WHAT YOU ARE ASKED TO DO:
Locate the line that contains "on the small", then copy it and all later lines of the data below exactly, through the last one.

---------------

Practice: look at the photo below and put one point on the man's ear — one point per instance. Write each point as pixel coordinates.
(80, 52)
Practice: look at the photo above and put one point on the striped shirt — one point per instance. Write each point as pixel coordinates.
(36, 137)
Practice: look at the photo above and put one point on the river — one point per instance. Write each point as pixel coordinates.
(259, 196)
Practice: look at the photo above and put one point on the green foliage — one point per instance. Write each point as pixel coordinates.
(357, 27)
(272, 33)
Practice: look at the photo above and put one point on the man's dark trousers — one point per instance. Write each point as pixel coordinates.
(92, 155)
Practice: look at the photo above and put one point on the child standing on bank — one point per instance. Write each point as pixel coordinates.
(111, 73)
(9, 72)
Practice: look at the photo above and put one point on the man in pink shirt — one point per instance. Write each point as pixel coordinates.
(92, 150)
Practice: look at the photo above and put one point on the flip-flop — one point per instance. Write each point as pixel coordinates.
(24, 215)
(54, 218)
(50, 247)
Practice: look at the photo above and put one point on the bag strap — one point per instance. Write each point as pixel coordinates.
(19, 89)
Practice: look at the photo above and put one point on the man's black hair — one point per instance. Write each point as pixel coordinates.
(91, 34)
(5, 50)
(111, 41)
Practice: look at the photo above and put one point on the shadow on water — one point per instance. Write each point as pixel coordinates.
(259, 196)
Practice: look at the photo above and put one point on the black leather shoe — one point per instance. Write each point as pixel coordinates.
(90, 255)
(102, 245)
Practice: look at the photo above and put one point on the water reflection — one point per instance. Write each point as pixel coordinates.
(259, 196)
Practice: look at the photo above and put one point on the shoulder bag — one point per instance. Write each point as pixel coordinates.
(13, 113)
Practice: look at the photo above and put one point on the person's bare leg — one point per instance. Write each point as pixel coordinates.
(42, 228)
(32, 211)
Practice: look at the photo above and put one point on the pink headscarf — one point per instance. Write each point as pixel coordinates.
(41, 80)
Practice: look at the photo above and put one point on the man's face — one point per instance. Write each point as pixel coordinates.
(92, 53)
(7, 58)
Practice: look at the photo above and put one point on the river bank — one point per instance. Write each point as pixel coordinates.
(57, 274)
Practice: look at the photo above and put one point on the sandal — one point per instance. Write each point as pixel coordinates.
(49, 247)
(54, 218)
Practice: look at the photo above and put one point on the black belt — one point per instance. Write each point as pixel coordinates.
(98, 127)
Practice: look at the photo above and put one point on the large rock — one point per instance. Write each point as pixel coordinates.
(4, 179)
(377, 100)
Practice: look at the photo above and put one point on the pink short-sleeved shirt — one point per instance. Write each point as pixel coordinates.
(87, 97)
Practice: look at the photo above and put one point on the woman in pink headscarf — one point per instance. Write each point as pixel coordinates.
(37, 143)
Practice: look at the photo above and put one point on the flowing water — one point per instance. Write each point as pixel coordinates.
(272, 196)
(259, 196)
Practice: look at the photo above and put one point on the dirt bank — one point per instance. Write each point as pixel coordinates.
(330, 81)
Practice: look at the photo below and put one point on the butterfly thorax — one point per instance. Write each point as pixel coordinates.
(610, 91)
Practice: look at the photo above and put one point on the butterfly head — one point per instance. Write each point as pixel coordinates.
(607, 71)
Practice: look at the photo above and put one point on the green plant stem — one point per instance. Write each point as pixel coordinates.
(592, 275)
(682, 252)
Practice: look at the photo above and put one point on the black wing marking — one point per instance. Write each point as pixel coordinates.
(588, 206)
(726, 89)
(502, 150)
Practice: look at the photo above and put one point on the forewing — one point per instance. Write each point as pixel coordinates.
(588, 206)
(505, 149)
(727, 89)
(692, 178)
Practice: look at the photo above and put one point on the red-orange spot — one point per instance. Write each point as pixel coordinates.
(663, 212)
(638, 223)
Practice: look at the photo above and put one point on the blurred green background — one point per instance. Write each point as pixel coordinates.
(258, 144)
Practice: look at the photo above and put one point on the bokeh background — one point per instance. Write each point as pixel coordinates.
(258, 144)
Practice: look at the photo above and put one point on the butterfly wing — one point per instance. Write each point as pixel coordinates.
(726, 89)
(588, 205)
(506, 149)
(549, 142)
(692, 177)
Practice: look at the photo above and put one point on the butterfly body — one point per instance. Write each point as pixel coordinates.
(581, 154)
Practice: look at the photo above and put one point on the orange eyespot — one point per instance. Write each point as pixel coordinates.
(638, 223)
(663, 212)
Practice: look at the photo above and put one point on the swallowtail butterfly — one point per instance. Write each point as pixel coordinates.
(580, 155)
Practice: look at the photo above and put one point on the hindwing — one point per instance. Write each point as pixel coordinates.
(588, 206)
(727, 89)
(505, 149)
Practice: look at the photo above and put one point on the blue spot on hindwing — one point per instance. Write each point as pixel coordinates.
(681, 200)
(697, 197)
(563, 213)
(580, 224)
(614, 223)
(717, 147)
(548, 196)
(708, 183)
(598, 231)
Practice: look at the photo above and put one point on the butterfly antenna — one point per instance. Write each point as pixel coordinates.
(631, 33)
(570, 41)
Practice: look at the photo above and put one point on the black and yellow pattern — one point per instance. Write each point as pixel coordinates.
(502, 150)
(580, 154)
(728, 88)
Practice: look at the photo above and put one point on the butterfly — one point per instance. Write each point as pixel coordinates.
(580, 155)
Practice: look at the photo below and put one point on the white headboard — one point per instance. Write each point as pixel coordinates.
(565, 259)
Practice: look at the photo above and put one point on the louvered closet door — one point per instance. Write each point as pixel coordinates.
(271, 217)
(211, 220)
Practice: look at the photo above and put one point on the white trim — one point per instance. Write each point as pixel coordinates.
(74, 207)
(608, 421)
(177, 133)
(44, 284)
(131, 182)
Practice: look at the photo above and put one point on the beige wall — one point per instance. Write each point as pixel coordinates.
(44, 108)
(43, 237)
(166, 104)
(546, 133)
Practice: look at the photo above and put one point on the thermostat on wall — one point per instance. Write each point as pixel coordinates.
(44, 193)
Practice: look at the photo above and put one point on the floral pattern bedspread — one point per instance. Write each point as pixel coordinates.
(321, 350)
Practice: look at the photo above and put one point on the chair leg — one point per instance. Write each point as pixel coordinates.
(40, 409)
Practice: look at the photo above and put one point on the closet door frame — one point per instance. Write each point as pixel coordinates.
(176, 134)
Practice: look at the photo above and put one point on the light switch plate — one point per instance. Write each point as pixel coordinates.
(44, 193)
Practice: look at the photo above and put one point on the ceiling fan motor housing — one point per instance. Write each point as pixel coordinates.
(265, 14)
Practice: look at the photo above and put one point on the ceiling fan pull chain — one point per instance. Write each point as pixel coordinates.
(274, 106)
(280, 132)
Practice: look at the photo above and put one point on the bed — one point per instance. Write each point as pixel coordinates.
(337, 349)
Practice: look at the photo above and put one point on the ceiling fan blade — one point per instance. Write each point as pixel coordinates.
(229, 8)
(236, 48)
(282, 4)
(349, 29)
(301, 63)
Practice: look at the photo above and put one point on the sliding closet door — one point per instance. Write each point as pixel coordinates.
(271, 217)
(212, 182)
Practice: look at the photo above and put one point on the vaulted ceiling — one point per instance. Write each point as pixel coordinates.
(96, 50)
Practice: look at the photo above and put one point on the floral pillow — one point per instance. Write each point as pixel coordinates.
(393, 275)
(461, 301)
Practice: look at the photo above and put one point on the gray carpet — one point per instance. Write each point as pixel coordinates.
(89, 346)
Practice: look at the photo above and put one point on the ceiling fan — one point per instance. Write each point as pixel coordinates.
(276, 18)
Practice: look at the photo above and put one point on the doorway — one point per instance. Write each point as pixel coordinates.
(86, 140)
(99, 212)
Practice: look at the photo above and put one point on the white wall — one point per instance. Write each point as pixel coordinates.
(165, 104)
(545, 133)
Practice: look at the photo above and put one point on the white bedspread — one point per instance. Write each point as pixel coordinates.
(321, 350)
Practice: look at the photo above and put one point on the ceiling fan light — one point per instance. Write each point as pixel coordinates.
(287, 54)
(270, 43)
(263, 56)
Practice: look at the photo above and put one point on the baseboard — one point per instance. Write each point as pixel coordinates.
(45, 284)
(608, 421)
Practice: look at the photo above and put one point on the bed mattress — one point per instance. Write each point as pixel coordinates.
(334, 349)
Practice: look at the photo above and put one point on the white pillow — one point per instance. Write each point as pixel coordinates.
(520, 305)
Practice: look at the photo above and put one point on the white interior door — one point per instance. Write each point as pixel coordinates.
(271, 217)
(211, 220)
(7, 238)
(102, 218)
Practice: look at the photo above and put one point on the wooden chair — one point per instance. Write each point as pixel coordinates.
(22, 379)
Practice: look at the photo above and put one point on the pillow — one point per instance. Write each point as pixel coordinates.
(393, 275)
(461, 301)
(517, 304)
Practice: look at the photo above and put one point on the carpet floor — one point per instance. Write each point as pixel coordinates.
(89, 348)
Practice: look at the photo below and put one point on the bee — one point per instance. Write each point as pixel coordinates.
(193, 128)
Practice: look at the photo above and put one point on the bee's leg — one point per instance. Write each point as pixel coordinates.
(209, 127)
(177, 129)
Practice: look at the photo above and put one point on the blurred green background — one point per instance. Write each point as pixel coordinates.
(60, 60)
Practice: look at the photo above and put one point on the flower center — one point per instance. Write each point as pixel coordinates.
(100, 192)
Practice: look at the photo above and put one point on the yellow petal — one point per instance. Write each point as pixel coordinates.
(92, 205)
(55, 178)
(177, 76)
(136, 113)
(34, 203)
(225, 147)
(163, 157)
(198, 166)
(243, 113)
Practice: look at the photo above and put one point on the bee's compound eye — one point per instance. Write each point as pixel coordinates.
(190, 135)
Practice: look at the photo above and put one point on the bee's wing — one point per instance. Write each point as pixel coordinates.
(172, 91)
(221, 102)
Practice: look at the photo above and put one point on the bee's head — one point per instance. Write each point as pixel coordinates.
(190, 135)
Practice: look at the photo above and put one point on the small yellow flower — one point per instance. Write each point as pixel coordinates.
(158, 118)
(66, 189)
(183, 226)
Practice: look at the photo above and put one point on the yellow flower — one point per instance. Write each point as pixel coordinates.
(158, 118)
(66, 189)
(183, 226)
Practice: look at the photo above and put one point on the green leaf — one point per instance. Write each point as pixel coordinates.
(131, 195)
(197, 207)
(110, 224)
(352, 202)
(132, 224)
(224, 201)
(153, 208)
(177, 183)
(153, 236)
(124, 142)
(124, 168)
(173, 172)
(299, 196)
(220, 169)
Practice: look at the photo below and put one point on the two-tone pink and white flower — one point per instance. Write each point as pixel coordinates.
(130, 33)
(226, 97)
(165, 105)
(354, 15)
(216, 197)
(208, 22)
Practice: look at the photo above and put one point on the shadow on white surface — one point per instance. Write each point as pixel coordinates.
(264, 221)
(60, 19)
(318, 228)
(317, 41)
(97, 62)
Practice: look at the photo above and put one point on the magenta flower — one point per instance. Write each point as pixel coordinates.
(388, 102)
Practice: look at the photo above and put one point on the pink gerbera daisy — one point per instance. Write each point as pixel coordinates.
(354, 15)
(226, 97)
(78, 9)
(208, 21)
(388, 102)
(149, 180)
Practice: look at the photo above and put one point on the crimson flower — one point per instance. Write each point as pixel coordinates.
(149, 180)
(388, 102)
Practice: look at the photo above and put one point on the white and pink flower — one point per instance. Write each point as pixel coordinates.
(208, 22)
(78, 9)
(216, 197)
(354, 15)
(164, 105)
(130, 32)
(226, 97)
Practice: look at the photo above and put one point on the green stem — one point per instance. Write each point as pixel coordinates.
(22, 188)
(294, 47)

---------------

OUTPUT:
Practice: look at the photo above and put one point on the small yellow flower — one point per instance. Write each point as pixel coordinates.
(158, 118)
(66, 189)
(183, 226)
Practice: look at the photo above and put one point on the yellow flower — one point per instance. Write each point as pixel coordinates.
(158, 118)
(66, 189)
(183, 226)
Practice: look at the photo above and put one point on the green leaf — one point per instance. Write each point as pixel coordinates.
(131, 195)
(197, 207)
(110, 224)
(352, 202)
(132, 224)
(224, 201)
(153, 208)
(177, 183)
(153, 236)
(124, 142)
(124, 168)
(173, 172)
(299, 196)
(220, 169)
Practice: look at the photo below and put one point on the two-tone pink and white flower — one point per instance. Write each point as pixel coordinates.
(130, 33)
(226, 97)
(165, 105)
(354, 15)
(216, 197)
(208, 22)
Practice: look at the photo above and put one point on the shadow on white surface — one point per instance. Write each point as pixel coordinates.
(264, 221)
(60, 19)
(318, 228)
(317, 41)
(97, 62)
Practice: look at the photo above and put one point on the magenta flower — one point per instance. Write each point as pixel coordinates.
(388, 102)
Practice: look at the photo above and put one point on the pink gerbera daisy — one point per instance. Write each point as pixel coordinates.
(354, 15)
(226, 97)
(78, 9)
(208, 21)
(388, 102)
(149, 180)
Practice: look at the photo above and put one point on the crimson flower — one point per instance. Write each point as pixel coordinates.
(149, 180)
(388, 102)
Practice: look at the photo above and put one point on the white and pink flower — one point per instance. Write each point as pixel coordinates.
(208, 22)
(78, 9)
(216, 197)
(354, 15)
(164, 105)
(130, 32)
(226, 97)
Practice: look at the photo above and put one point on the green stem — one point per instance. Write each point as pixel coordinates.
(22, 188)
(294, 47)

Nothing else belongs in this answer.